**Stated exercise**
State how many lines in the entries below contain the string "trailer". Reply with the number alone.

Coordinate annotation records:
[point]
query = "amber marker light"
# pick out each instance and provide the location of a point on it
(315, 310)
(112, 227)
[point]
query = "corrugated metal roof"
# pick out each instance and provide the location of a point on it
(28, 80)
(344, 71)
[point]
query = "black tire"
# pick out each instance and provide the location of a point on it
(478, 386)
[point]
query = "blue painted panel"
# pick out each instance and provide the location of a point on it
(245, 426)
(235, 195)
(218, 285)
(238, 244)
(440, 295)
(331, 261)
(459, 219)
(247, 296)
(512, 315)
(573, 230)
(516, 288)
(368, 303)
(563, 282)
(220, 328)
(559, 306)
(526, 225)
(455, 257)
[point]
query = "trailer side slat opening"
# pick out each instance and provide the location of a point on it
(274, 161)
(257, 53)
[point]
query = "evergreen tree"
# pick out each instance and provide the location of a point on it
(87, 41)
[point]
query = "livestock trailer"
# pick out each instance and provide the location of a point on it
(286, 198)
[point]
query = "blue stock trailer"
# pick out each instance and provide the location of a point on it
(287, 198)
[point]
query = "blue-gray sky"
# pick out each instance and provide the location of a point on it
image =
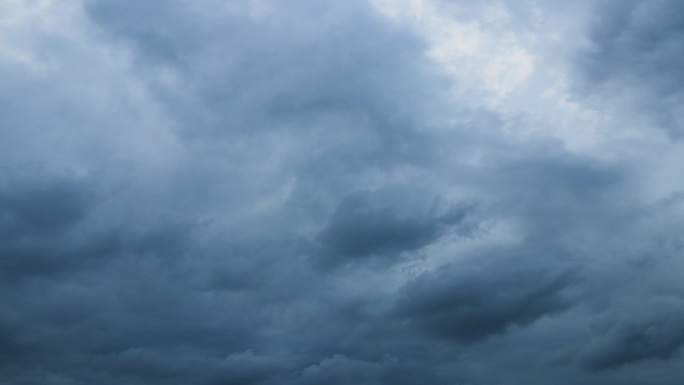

**Task response**
3